Activity —
Where the string "detect" appears in a line of the data, show that line.

==== Record excerpts

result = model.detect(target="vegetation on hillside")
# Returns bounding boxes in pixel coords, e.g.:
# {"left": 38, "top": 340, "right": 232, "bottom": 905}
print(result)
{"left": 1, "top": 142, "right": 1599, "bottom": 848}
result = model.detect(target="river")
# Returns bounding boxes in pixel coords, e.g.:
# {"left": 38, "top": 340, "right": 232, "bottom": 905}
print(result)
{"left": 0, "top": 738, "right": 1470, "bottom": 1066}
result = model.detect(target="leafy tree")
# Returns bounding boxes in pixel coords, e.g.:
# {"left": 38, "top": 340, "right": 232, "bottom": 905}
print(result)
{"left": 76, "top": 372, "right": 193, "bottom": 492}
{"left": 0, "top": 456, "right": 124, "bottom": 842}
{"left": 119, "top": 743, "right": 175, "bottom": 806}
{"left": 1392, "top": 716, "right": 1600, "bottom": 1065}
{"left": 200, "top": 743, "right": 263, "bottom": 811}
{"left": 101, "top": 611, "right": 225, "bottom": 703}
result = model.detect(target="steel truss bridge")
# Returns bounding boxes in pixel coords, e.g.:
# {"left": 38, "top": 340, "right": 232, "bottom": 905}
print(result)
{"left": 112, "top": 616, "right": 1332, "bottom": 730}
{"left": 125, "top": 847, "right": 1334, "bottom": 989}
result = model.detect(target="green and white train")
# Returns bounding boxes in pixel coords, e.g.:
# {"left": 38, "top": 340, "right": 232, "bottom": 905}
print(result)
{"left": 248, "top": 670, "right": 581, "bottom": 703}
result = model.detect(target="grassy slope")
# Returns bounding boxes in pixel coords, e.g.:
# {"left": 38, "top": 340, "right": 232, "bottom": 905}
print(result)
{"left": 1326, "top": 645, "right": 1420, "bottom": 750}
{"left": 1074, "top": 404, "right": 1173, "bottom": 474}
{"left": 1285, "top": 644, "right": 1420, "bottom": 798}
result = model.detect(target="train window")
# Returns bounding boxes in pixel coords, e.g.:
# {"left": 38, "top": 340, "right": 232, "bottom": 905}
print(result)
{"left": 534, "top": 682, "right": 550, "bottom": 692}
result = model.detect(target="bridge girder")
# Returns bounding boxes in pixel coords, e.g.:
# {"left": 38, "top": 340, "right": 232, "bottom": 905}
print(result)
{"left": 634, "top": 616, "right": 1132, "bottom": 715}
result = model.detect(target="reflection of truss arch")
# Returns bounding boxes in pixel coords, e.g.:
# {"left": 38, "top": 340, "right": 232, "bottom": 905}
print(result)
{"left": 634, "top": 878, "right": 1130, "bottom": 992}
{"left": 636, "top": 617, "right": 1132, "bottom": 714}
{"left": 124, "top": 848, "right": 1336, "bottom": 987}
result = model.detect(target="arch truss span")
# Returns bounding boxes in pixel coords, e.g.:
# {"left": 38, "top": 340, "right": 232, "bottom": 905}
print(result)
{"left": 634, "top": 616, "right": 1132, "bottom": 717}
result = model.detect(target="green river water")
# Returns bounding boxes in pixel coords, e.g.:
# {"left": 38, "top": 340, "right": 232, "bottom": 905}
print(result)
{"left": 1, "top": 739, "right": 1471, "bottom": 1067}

========

Solution for this task —
result = model.detect(target="vegetation on hillside")
result = model.detect(target="river")
result = model.detect(target="leafy tree")
result = model.detect(target="steel truss bridge")
result = model.detect(target="green and white train")
result = model.detect(target="grassy slope")
result = model.detect(target="train window")
result = model.detect(target="bridge girder")
result = model.detect(target="reflection of truss arch")
result = model.detect(target="arch truss span")
result = model.detect(target="green river water")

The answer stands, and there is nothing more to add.